ASSIGNMENT 1>
In the article on the origin of the names Sulu and Sug, what does the Bahasa Sug word sug mean?

TEXT BLOCK>

Sunday, December 5, 2010

The Origin of the Names Sulu and Sug

The Origin of the Names Sulu and Sug

By Dr Benj S. Bangahan, Associate Professor, University of Santo Tomas, Manila, Philippines; Former Professor, School of Graduate Studies, Western Mindanao State University, Zamboanga City, Philippines; Founder and Editor-in-Chief, Tausug Krisblade Weekly and Lexicographer, English-Bahasa Sug Dictionary (soon to be published)


Lupa’ Sug and Tausug are terms that vividly picture the visages of a place and a people, respectively, as spin-offs of Sug, the name presently used to refer to the mainland of Jolo. The place and the people have not just been forced to withstand a series of conquests with bombs, bullets and bigotry from animus-laden whites and their progenies, which has been held in a continuum of centuries, but have also been made as innocent vehicles of inaccuracy in nomenclature which was made to ride almost indiscernibly hidden and which was shoved in by unmindful historians. The origin of the terms Sulu and Sug is error-tinged, and in fact, even the name Jolo itself has ensued from a peculiarity of the Spanish spelling and pronunciation that is misplaced in a non-Hispanic area.

History writers have stereotyped the process of evolution into the name Sug as having sprung up from the Bahasa Sug word sug, which means sea- or water-current. James Francis Warren, a relatively more contemporary writer (The Sulu Zone, 1768-1898) has written this line in a footnote of his introductory chapter that was based on Livingston’s Constabulary Monograph of the Province of Sulu (BH-PCL Vol. I, Paper 160, No. 1), to wit: “The name is derived from the islands’ location in an archipelago sliced by many swift flowing currents.”

ASSIGNMENT 2>
Report how many lines of the listing below contain the string "rough", matching case exactly. Give only the number.

EXERCISE DATA>

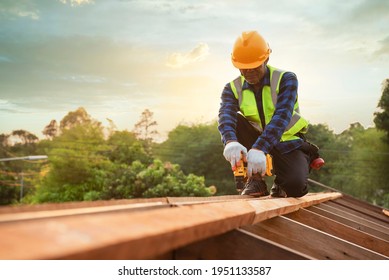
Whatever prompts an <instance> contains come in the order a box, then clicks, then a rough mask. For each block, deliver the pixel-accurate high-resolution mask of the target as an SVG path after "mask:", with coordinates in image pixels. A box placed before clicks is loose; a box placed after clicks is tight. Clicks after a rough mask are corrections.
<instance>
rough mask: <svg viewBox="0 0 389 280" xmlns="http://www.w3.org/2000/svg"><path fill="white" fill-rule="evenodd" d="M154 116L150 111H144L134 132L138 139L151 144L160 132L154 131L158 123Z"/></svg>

...

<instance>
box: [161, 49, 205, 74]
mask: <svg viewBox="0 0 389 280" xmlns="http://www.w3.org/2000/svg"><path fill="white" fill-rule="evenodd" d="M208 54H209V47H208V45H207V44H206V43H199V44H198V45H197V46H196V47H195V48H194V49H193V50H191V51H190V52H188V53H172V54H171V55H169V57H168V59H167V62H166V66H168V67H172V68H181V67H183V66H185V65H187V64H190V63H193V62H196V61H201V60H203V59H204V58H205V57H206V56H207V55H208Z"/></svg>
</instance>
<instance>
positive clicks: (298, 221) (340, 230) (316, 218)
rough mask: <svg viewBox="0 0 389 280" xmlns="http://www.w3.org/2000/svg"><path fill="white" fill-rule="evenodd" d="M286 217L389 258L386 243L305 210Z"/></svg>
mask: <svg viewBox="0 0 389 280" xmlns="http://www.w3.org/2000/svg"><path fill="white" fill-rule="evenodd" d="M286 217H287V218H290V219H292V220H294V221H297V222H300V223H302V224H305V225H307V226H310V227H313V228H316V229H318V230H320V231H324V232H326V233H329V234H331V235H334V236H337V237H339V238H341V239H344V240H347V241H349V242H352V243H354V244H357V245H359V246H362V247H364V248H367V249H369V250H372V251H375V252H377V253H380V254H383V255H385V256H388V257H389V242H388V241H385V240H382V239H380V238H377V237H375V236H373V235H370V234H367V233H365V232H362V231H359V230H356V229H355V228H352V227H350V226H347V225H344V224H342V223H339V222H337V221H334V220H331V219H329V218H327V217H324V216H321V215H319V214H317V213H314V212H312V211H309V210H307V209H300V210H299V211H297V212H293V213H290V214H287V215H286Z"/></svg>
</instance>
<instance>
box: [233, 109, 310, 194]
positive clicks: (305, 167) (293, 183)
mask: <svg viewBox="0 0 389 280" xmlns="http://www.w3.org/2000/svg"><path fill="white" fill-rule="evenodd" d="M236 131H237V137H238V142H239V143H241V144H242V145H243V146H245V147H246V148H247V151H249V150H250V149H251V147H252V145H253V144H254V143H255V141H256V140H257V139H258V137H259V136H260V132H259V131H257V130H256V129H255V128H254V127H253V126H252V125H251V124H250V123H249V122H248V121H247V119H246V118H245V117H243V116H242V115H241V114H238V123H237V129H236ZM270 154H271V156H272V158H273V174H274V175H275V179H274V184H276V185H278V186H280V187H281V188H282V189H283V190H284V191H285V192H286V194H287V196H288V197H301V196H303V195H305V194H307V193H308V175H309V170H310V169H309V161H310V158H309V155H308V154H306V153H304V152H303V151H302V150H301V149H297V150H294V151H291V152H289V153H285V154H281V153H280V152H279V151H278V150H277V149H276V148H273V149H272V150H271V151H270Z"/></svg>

ANSWER AREA 1>
Sea- or water-current.

ANSWER AREA 2>
3